• Objective: Copy out the entries below, changing each "Objective" to "Goal" and leaving the rest untouched.

• Dataset records:
** Begin **
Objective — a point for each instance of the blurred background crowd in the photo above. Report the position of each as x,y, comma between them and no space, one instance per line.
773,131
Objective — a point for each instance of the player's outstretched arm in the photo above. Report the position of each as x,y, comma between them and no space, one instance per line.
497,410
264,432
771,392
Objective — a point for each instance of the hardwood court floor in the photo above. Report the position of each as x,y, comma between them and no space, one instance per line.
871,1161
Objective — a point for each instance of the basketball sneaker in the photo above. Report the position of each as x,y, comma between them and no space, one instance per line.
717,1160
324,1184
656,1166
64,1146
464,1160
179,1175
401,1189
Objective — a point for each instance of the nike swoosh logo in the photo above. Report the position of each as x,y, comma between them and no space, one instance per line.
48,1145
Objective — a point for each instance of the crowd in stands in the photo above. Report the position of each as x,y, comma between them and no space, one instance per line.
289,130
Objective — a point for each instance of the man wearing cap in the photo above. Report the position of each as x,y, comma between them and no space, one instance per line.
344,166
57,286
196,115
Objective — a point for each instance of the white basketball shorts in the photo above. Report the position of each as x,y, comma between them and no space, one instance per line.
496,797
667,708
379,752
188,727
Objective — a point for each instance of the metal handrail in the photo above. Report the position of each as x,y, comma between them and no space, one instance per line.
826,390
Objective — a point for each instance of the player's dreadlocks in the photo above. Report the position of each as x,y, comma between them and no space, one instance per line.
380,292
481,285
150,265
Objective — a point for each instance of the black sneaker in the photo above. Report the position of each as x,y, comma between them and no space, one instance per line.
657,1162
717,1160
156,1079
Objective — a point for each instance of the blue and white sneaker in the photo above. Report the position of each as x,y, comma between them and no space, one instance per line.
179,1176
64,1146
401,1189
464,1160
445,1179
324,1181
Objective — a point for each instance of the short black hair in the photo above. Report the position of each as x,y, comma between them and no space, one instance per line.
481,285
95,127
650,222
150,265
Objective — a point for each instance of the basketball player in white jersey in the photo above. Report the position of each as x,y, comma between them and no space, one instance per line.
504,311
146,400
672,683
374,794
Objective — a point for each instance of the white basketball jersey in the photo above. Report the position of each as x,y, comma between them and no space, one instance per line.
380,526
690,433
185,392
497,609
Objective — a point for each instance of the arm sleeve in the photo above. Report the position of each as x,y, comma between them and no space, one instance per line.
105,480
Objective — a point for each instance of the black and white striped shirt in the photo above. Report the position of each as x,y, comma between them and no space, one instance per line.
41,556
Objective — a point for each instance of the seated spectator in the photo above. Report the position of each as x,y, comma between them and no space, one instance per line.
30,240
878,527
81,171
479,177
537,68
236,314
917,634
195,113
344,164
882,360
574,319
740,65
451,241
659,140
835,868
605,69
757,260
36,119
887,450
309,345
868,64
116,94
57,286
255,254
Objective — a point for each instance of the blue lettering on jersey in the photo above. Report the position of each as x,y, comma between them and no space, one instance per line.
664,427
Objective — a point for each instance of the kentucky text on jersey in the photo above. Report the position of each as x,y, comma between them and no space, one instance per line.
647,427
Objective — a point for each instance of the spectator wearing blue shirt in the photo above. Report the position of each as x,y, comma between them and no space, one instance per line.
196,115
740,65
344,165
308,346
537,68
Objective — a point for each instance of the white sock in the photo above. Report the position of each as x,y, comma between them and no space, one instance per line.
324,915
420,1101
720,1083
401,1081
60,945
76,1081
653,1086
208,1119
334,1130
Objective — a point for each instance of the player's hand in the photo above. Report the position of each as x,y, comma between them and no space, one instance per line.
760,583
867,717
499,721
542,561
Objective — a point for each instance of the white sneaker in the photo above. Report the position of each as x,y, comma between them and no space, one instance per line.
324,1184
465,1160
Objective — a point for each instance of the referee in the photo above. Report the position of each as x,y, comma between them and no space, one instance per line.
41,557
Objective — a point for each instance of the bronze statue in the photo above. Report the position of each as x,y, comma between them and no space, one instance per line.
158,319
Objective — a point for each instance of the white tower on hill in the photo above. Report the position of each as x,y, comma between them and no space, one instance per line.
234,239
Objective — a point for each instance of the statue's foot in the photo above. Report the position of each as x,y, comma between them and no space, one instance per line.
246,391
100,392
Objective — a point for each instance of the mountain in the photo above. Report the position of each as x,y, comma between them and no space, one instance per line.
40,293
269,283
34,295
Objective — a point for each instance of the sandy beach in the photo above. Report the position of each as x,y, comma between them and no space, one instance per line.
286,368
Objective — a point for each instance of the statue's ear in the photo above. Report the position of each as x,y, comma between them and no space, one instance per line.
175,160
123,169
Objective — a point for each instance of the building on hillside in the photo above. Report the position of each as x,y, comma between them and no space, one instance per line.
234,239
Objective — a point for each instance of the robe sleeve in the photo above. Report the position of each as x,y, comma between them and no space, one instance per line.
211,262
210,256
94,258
** End **
• Written answer:
Goal — a point for each instance of the blurred background crowd in the photo above. Report the position of each as x,y, comma between them and no space, one instance per line.
773,131
Goal — a point for each instance of the player's outstretched arm in the photo above. Report the position of each as x,y, comma between them and no space, one instance per line.
497,410
264,432
771,392
Goal — a point for each instance of the hardwood court floor in the photo above. Report the position of each as x,y, comma between them and no space, one instance per line.
871,1161
Goal — a point for each instance of the basketball sneaker in the photo above. Report the position of each as x,y, comma between them and no space, one instance per line.
717,1160
324,1184
656,1166
64,1146
464,1160
179,1175
401,1189
Goal — a point for each instance of the nike swoosh logo in the photo above. Report the position of each as x,y, comma between them and no space, one instance per line.
48,1145
Goal — a point for each instance of the crowd in stands in the photo above. Report the position of each as x,y, comma between them and no space, one instance per line.
289,130
Goal — a point for each instance of the man wearing cap in the photo above. Report the position of each as x,y, comma between them and no space, one instance per line.
344,166
57,286
196,115
Goal — a point for each instance of the white basketball shorts in the photo above. Report the position of each as x,y, comma between them and no space, one instance per line.
496,797
667,708
379,752
188,727
Goal — a point for each instance of the metal handrail in the photo above. Report the position of each as x,y, comma between them and no space, one instance per line.
826,390
Goal — a point for each instance of the player's dreadlocks in the photo above. Report the position of each as x,y, comma between them and no space, one instance per line.
380,292
481,285
150,265
Goal — a point for each instance of the black sneaker in the photo above. Report the position of each as x,y, comma between them and no space, one instance per line.
657,1162
717,1160
156,1079
Goal — a point for each instance of the blue and white sneaker in the photo above. Report the position of each as x,y, comma between them and no space, one instance per line.
179,1176
64,1146
401,1189
464,1160
445,1179
324,1181
Goal — a point for each instance of the short black hair in the photo above. Report the position of each as x,y, comma between them and no space, one instance per line.
481,285
95,127
650,222
150,265
Goal — a point for each instance of the basketball player in white jersey in the photo above. Report the position of each as x,y, comma between them and no space, one instance per line.
504,311
146,400
672,683
374,794
Goal — a point for each instance of the white basketball jersey in the photo above. Report the position of each as x,y, comma between them and no space, one instance per line.
380,526
690,433
185,392
497,609
Goal — a point for each instance of the arm sleeve in the photo above. Report the position of each as x,y, comma between them and no space, one instance per line.
105,480
Goal — a point for each instance of the black and white striped shirt in the photo above. Report the position of each as x,y, comma between them and no space, one instance per line.
41,556
Goal — a point for each instance of the seated spectator in the photo above. Report the position of each as x,y, comma between them and no space, one instance per line.
30,240
878,527
81,171
479,177
537,68
236,314
917,634
195,113
344,164
882,360
574,319
740,65
451,241
659,140
835,868
605,69
757,260
36,119
887,450
309,345
868,64
116,94
57,286
255,254
Goal — a point for each instance of the blue lettering on jersey in the photo above. Report the position of each as x,y, comma between them and no space, one instance per line.
664,427
Goal — a point for each instance of the kentucky text on jersey in the photo above. Report the position of each as x,y, comma between them and no space, one instance per line.
647,427
Goal — a point for each instance of the spectator wearing blue shirt in the photo above. Report the position of each as x,y, comma between them and no space, one instance per line.
196,115
740,65
344,165
308,346
537,68
Goal — a point for each instance of the white sock in the photo above. Report the position of each as x,y, comma between them and no space, one instance per line.
324,915
420,1101
720,1083
401,1081
60,945
76,1081
653,1086
208,1119
334,1130
Goal — a point for each instance of the player's hand in the photo above. Report the position of each as x,y, comma between them and no space, one instance per line.
760,583
867,717
499,721
542,561
Goal — a point for each instance of the white sneaker in the photo above. Report the position of each as x,y, comma between them and no space, one instance per line.
324,1184
465,1160
Goal — a point for each instance of the referee in the photo above. Report the position of each as x,y, comma between them and no space, one instance per line.
41,557
Goal — a point for each instance of the bronze statue in the photo above. Report the position of each as x,y, comma between them and no space, one instance per line.
158,319
Goal — a point for each instance of the white tower on hill in the photo above. Report the position of each as x,y, comma between them and no space, one instance per line.
234,239
Goal — a point for each instance of the statue's foot in the photo above. Report the position of each as x,y, comma between them and no space, one instance per line.
246,391
100,392
Goal — a point for each instance of the mountain in the photo above. Report the position of each as x,y, comma between them and no space, one instance per line.
40,293
269,283
34,295
Goal — a point for each instance of the sandy beach in the photo above. Report the position of each as x,y, comma between them and no space, one instance per line.
286,368
Goal — a point for each instance of the statue's ear in the photo above. Report the position of each as x,y, comma between them and no space, one instance per line.
175,160
123,169
Goal — a point for each instance of the building on hillside in the photo above. Report the position of each as x,y, comma between them and no space, one instance per line.
234,239
Goal — a point for each instance of the robe sleeve in the photo above. Report the position of each as x,y, comma between them and no space, one instance per line.
211,262
210,256
94,258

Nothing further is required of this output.